(Data records)

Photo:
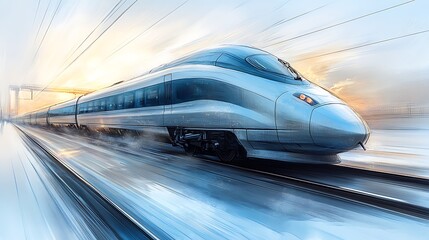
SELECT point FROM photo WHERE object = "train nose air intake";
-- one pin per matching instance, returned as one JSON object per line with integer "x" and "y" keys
{"x": 337, "y": 126}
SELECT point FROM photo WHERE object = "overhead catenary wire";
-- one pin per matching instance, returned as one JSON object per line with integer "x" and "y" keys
{"x": 47, "y": 29}
{"x": 280, "y": 22}
{"x": 117, "y": 6}
{"x": 86, "y": 49}
{"x": 41, "y": 22}
{"x": 147, "y": 29}
{"x": 37, "y": 11}
{"x": 364, "y": 45}
{"x": 339, "y": 24}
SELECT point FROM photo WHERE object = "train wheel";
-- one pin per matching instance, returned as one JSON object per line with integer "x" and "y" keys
{"x": 190, "y": 150}
{"x": 228, "y": 156}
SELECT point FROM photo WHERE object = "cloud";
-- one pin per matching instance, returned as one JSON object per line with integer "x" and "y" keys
{"x": 341, "y": 85}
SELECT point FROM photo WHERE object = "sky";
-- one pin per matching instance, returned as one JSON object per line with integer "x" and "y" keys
{"x": 370, "y": 53}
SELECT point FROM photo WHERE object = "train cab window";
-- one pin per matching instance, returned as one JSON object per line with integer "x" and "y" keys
{"x": 120, "y": 101}
{"x": 139, "y": 100}
{"x": 270, "y": 63}
{"x": 129, "y": 100}
{"x": 111, "y": 104}
{"x": 152, "y": 96}
{"x": 103, "y": 104}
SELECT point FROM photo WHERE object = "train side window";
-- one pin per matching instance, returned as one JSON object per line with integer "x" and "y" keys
{"x": 139, "y": 100}
{"x": 152, "y": 96}
{"x": 103, "y": 104}
{"x": 90, "y": 106}
{"x": 129, "y": 100}
{"x": 120, "y": 101}
{"x": 185, "y": 90}
{"x": 96, "y": 105}
{"x": 111, "y": 103}
{"x": 82, "y": 108}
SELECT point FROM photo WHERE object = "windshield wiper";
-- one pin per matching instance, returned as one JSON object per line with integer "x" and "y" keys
{"x": 294, "y": 73}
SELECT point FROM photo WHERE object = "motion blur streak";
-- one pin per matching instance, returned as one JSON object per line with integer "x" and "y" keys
{"x": 200, "y": 24}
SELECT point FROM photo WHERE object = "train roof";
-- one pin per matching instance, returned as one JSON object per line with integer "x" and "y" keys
{"x": 209, "y": 56}
{"x": 240, "y": 51}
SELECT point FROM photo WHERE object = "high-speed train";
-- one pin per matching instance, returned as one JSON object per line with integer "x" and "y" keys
{"x": 235, "y": 101}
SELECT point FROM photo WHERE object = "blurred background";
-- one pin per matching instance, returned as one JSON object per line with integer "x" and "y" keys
{"x": 372, "y": 54}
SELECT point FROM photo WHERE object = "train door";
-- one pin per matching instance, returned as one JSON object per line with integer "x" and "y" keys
{"x": 167, "y": 98}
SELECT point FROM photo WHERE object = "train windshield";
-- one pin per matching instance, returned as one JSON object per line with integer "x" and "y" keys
{"x": 273, "y": 64}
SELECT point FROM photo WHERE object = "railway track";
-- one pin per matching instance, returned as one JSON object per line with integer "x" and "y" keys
{"x": 294, "y": 176}
{"x": 99, "y": 209}
{"x": 394, "y": 204}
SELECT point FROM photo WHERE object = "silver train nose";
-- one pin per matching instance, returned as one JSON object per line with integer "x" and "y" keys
{"x": 338, "y": 127}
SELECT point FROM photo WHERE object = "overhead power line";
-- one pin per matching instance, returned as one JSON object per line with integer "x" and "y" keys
{"x": 147, "y": 29}
{"x": 117, "y": 6}
{"x": 89, "y": 46}
{"x": 364, "y": 45}
{"x": 47, "y": 29}
{"x": 340, "y": 23}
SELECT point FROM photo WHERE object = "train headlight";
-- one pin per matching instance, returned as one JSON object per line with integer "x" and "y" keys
{"x": 306, "y": 98}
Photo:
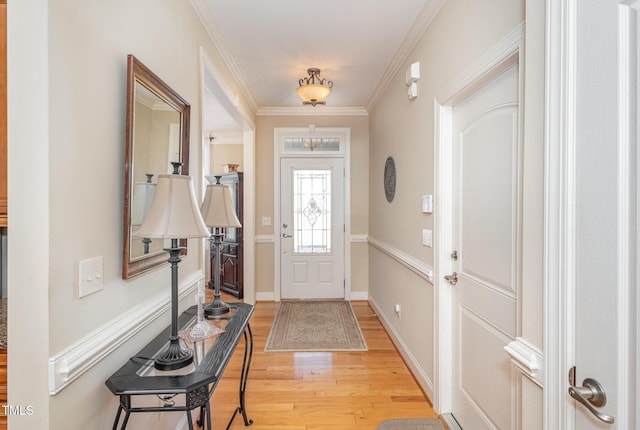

**Problem to solve**
Filter the data records above, copying every line that contains the string "window". Case counts.

**Solution for this problem**
SELECT point FROM photo WHERE object = "train cab window";
SELECT point FROM photo WHERE object = "train side window";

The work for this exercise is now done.